== GOAL OF THE EXERCISE ==
Each line in the entries below that holds the word "kitchen" belongs in the answer.

(MATERIAL SUPPLIED)

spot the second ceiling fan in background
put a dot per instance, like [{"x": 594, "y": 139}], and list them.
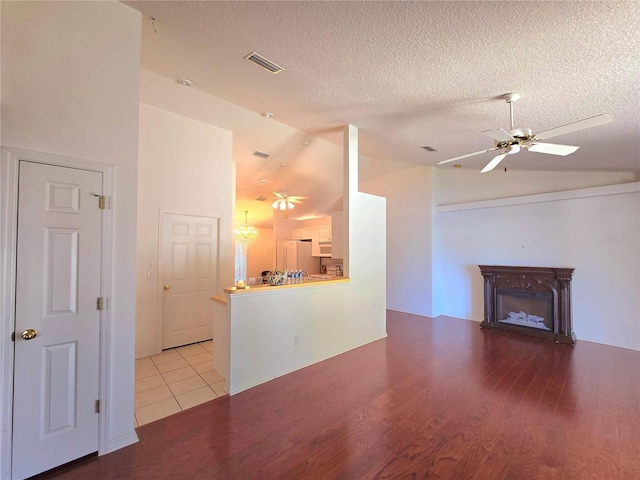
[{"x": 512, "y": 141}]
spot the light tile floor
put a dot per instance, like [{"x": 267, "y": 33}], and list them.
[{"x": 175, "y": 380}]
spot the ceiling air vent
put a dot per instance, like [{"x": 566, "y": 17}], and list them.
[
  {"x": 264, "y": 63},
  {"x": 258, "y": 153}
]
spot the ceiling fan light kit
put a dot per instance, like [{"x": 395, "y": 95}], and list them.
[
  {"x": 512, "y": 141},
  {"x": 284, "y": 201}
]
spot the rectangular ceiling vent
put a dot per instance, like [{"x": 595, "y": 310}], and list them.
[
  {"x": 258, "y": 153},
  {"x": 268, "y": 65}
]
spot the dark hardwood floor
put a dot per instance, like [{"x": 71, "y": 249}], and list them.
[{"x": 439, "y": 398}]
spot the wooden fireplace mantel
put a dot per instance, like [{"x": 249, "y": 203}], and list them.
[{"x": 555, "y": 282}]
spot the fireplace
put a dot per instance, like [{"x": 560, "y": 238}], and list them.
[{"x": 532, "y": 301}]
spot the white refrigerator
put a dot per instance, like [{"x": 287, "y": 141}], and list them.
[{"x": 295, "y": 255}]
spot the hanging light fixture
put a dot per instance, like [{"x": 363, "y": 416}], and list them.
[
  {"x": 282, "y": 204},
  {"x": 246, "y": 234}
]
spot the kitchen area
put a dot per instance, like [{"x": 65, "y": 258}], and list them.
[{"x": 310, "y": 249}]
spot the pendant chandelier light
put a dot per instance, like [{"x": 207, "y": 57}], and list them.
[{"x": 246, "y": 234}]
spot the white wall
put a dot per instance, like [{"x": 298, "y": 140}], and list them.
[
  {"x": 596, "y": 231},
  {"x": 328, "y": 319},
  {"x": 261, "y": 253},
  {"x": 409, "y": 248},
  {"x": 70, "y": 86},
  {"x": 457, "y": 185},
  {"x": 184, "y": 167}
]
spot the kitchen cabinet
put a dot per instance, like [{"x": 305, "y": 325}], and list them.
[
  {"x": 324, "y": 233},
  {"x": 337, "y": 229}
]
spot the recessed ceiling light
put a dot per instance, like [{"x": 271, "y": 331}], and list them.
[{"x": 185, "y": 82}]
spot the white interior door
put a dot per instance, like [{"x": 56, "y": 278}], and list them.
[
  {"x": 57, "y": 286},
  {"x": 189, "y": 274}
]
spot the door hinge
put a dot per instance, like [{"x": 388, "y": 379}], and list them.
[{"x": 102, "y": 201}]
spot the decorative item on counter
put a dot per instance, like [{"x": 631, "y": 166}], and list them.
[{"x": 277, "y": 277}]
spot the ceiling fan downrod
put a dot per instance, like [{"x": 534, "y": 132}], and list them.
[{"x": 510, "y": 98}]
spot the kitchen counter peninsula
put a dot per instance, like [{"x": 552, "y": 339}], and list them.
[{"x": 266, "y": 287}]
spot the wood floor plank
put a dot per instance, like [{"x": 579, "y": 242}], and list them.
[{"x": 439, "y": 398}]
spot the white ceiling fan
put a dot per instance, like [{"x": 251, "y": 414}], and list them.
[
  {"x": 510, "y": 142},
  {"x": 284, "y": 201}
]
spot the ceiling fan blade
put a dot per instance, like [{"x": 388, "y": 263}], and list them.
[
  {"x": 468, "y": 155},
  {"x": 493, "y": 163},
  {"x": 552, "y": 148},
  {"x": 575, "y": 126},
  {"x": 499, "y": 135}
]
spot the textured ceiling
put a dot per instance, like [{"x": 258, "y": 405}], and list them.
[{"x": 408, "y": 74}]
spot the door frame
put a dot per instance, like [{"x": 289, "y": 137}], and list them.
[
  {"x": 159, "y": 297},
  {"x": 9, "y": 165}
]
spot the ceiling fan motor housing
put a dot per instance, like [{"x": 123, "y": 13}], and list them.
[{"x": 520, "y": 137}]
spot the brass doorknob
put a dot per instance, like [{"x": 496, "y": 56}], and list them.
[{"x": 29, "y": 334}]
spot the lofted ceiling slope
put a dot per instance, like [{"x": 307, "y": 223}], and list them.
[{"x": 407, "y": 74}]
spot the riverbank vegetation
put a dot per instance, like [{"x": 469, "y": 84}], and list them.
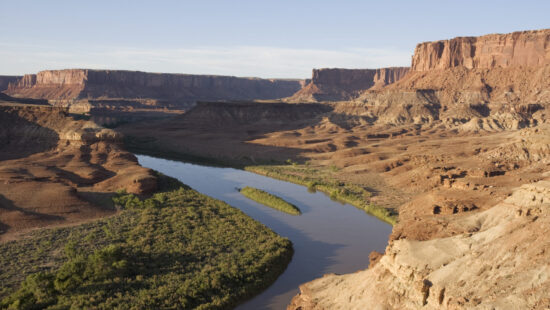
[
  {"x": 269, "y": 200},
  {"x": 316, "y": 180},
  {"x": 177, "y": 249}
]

(End MATERIAL SUPPLIED)

== ANSWER SECTION ==
spot the kitchen area
spot the kitchen cabinet
spot the kitchen counter peninsula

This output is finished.